» **Exercise prompt**
Can you rewrite everything from the line containing "point per instance: potted" down to the end of the material below, replacing "pixel coordinates" with "image coordinates" and leaving all else unchanged?
--- BEGIN Recorded information ---
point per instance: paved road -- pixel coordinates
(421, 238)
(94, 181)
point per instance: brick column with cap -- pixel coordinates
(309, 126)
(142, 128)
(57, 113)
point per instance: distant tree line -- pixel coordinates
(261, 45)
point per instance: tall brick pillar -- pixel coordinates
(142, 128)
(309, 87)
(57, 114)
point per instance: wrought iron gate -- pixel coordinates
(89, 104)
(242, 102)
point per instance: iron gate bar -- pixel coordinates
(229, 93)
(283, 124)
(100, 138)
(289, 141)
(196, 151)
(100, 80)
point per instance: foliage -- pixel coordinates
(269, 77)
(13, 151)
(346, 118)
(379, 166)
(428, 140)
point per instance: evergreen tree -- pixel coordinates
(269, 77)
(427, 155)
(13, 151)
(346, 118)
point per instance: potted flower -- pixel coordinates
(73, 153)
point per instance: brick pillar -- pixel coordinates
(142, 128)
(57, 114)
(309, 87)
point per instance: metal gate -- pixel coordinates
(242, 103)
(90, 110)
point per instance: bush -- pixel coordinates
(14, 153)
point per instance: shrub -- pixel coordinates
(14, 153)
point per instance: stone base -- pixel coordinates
--- END Recorded information ---
» **Task output**
point per instance: potted flower -- image coordinates
(73, 153)
point per instance: brick pillar -- image coordinates
(142, 128)
(57, 114)
(309, 87)
point per instance: metal gate -- image coordinates
(242, 103)
(90, 110)
point per instance: bush -- image coordinates
(14, 153)
point per instance: shrub -- image coordinates
(14, 153)
point per instance: stone base -- image coordinates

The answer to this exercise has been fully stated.